(Dataset entries)
----------

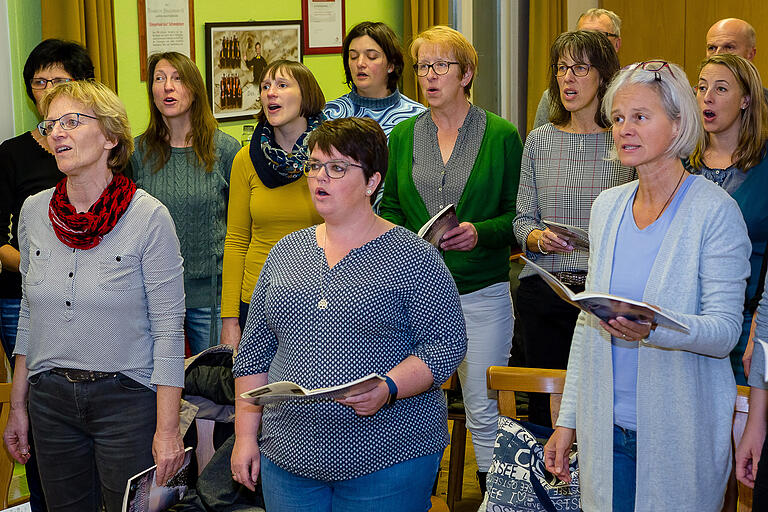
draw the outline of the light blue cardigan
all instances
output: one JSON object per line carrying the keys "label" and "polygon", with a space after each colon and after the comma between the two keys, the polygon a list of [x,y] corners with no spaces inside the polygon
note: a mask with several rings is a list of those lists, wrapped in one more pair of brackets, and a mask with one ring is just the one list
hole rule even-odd
{"label": "light blue cardigan", "polygon": [[[741,332],[751,245],[736,202],[705,178],[688,179],[643,295],[690,333],[658,327],[640,343],[636,511],[719,511],[731,468],[728,353]],[[592,206],[587,290],[609,290],[621,212],[637,186],[608,189]],[[557,425],[576,429],[585,511],[611,510],[612,372],[610,335],[581,313]]]}

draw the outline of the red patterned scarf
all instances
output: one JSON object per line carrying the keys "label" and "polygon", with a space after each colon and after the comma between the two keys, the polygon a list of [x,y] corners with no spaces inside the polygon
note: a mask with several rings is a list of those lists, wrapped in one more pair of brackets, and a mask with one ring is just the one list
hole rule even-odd
{"label": "red patterned scarf", "polygon": [[116,174],[101,197],[85,213],[77,213],[67,197],[67,178],[56,185],[48,205],[48,218],[61,242],[73,249],[91,249],[109,233],[133,199],[136,184]]}

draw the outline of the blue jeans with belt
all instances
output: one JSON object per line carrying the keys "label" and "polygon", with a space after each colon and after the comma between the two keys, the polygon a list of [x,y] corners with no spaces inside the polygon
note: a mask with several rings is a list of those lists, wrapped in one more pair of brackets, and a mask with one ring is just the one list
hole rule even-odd
{"label": "blue jeans with belt", "polygon": [[154,464],[154,391],[117,374],[30,377],[29,418],[50,512],[120,512],[125,484]]}
{"label": "blue jeans with belt", "polygon": [[637,432],[613,426],[613,510],[635,510]]}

----------

### REQUIRED WORK
Leaving out the pictures, output each line above exactly as it is.

### ANSWER AREA
draw the outline of the light blue cardigan
all instances
output: one JSON object per line carrying the keys "label" and "polygon", with a space after each colon and after the comma between the two keys, the polygon a list of [x,y] corners with no spaces inside the polygon
note: a mask with several rings is a list of those lists, wrapped in one more pair of brackets, and a mask with one ring is just the one list
hole rule even-odd
{"label": "light blue cardigan", "polygon": [[[741,332],[751,245],[736,202],[705,178],[688,179],[643,295],[690,333],[658,327],[640,343],[636,511],[719,511],[731,468],[728,353]],[[592,206],[587,290],[609,290],[621,212],[637,186],[608,189]],[[557,425],[576,429],[585,511],[611,510],[612,372],[610,335],[581,313]]]}

draw the outline of the red patterned scarf
all instances
output: one JSON object per line carrying the keys "label" and "polygon", with a space after each colon and after the comma between the two keys, the polygon a list of [x,y] corners with no spaces inside the polygon
note: a mask with several rings is a list of those lists, wrapped in one more pair of brackets, and a mask with one ring is just the one list
hole rule even-odd
{"label": "red patterned scarf", "polygon": [[116,174],[101,197],[85,213],[77,213],[67,197],[67,178],[56,185],[48,205],[48,218],[61,242],[73,249],[91,249],[109,233],[133,199],[136,184]]}

draw the outline of the blue jeans with belt
all instances
output: one JSON object per line carrying the keys "label" and "polygon", with a space after each colon and after the comma between the two keys, the polygon a list of [x,y] corners with no spaces inside the polygon
note: a mask with several rings is a list of those lists, wrapped in one more pair of brackets, and a mask with one ring is just the one list
hole rule even-odd
{"label": "blue jeans with belt", "polygon": [[154,464],[154,391],[117,374],[30,377],[29,418],[50,512],[120,512],[125,484]]}
{"label": "blue jeans with belt", "polygon": [[637,432],[613,426],[613,510],[635,510]]}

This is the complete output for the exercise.